■ **SOURCE PASSAGE**:
Modulo or Bitwise

I had an interesting thing said to me: “Did you know that modulo is much less efficient than bitwise comparison?” As someone who spent time I painstakingly went through all E-series resistor values to find those that would make my voltage divider be power of 2, I definitely saw that in action. But, that got me thinking. While 8-bit PIC microcontroller doesn’t have a hardware divider and thus any modulo is a torture, what about modern computers? How much slower do they get?

Quick search brought me a few hits and one conclusive StackOverflow answer. Searching a bit more brought me to another answer where they even did measurements. And difference was six-fold. But I was left with a bit of nagging as both of these were 10+ years old. What is a difference you might expect on a modern CPU? And, more importantly for me, what are differences in C#?

Well, I quickly ran some benchmarks and results are below.

TestParallelMeanStDev
(i % 4) == 0No202.3 us0.24 us
(i & 0b11) == 0No201.9 us0.12 us
(i % 4) == 0CpuCount206.4 us7.78 us
(i & 0b11) == 0CpuCount196.5 us5.63 us
(i % 4) == 0CpuCount*2563.9 us7.90 us
(i & 0b11) == 0CpuCount*2573.9 us6.52 us

My expectations were not only wrong but slightly confusing too.

As you can see from table above, I did 3 tests, single threaded, default parallel for, and then parallel for loop with CPU overcommitment. Single threaded test is where I saw what I expected but not in amount expected. Bitwise was quite consistently winning but by ridiculous margins. Unless I was doing something VERY specific, there is no chance I would care about the difference.

If we run test in Parallel.For, difference becomes slightly more obvious. And had I stayed just on those two, I would have said that assumption holds for modern CPUs too.

However, once I overcommitted CPU resources, suddely modulo was actually better. And that is something that’s hard to explain if we take assumption that modulo just uses divide to be true.

■ **COLLECTED MATERIAL**:

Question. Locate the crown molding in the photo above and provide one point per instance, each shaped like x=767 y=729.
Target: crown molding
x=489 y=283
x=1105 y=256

■ **EXERCISE 1**:
Could you quote the modulo-versus-bitwise post between "I had an interesting" and "do they get?", inclusive?
■ **EXERCISE 2**:
How would you continue the modulo-versus-bitwise post from the point where it stops?

■ **EXERCISE OUTPUT 1**:
I had an interesting thing said to me: “Did you know that modulo is much less efficient than bitwise comparison?” As someone who spent time I painstakingly went through all E-series resistor values to find those that would make my voltage divider be power of 2, I definitely saw that in action. But, that got me thinking. While 8-bit PIC microcontroller doesn’t have a hardware divider and thus any modulo is a torture, what about modern computers? How much slower do they get?

■ **EXERCISE OUTPUT 2**:
So, I decided to sneak a bit larger peek - into .NET CLR. And I discovered that bitwise operation was fully omitted while modulo operation was still there. However, then runtime smartly decided to remove both. Thus, I was testing nothing vs. almost nothing.

Ok, after I placed a strategic extra instructions to prevent optimization, I got the results below.

TestParallelMeanStDev
(i % 4) == 0No203.1 us0.16 us
(i & 0b11) == 0No202.9 us0.06 us
(i % 4) == 0CpuCount1,848.6 us13.13 us
(i & 0b11) == 0CpuCount1,843.9 us6.76 us
(i % 4) == 0CpuCount*21,202.7 us7.32 us
(i & 0b11) == 0CpuCount*21,201.6 us6.75 us

And yes, bitwise is indeed faster than modulo but by really low margin. The only thing new test “fixed” was that discrepancy in speed when you have too many threads.

Just to make extra sure that the compiler wasn’t doing “funny stuff”, I decompiled both to IL.

ldloc.1
ldc.i4.4
rem
ldc.i4.0
ceq
ldloc.1
ldc.i4.3
and
ldc.i4.0
ceq

Pretty much exactly the same, the only difference being usage of and for bitwise check while rem was used for modulo. In modern CPUs these two instructions seem pretty much equivalent. And when I say modern, I use that lossely since I saw the same going back a few generations .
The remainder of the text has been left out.